Work to complete - Output every line of the items below as a numbered list, skipping any blank lines and leaving out the pictures.
%%
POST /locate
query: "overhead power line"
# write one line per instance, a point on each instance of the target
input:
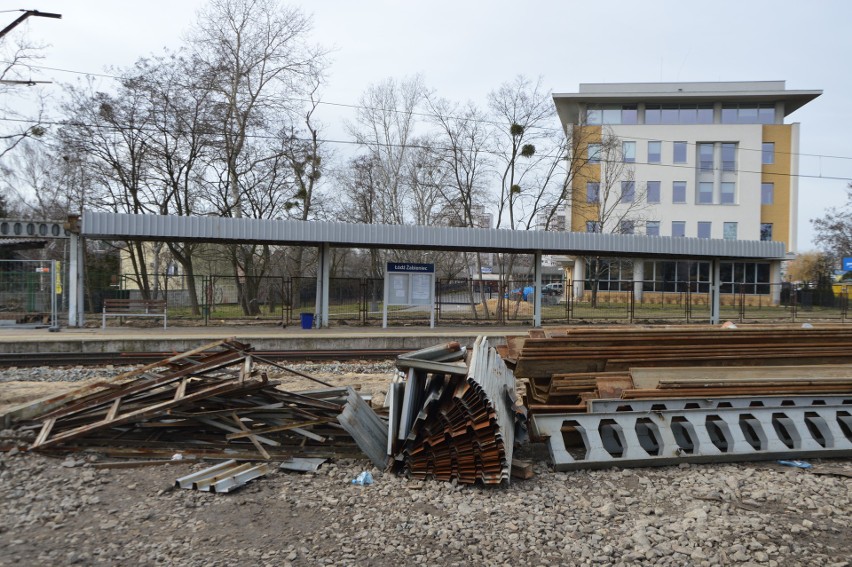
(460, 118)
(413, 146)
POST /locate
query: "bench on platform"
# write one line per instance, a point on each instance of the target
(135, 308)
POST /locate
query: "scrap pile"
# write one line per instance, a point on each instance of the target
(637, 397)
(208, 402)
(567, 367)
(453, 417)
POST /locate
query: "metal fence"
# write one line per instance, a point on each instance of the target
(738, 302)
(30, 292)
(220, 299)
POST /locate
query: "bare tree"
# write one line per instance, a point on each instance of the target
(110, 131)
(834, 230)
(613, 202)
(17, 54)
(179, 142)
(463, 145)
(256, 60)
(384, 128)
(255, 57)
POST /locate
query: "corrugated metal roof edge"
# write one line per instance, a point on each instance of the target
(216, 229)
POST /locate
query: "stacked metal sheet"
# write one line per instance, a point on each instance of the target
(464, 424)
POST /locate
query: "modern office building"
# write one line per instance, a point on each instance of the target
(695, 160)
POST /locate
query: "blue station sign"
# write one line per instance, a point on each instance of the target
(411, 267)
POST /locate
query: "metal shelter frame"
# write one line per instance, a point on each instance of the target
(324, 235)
%%
Result of the exercise -
1. POST /locate
2. query: "overhead power line"
3. # write one line per instance, a point on each instance of the target
4. input:
5. (460, 118)
6. (413, 146)
7. POST /locate
8. query: "bench on platform"
9. # write one line per instance, a point on each instance of the target
10. (135, 308)
11. POST /locate
12. query: "scrap pile"
13. # write one line per instance, a point on each instance of the target
14. (637, 397)
15. (208, 402)
16. (567, 367)
17. (453, 417)
18. POST /locate
19. query: "metal fence"
20. # write one line per instance, a point on each instance of the target
21. (738, 302)
22. (30, 292)
23. (220, 299)
24. POST /locate
25. query: "bare tree"
26. # write one line per instance, a point on each instance of the target
27. (110, 131)
28. (834, 230)
29. (613, 202)
30. (17, 54)
31. (179, 142)
32. (463, 145)
33. (256, 60)
34. (384, 128)
35. (255, 57)
36. POST /locate
37. query: "corrugated metal roof edge"
38. # write one line per instance, a point on each instance of the target
39. (216, 229)
40. POST /locate
41. query: "stacked metal sheet"
42. # write one line per instance, a point on each instance of the target
43. (464, 424)
44. POST /locate
45. query: "modern office building"
46. # write one line per instance, a point on each instance of the target
47. (695, 160)
48. POST /locate
49. query: "blue station sign"
50. # write one line per instance, a point on each instance of the target
51. (411, 267)
52. POST /locate
53. query: "metal shelter frame"
54. # write one line per instance, a point on each instance of the target
55. (324, 235)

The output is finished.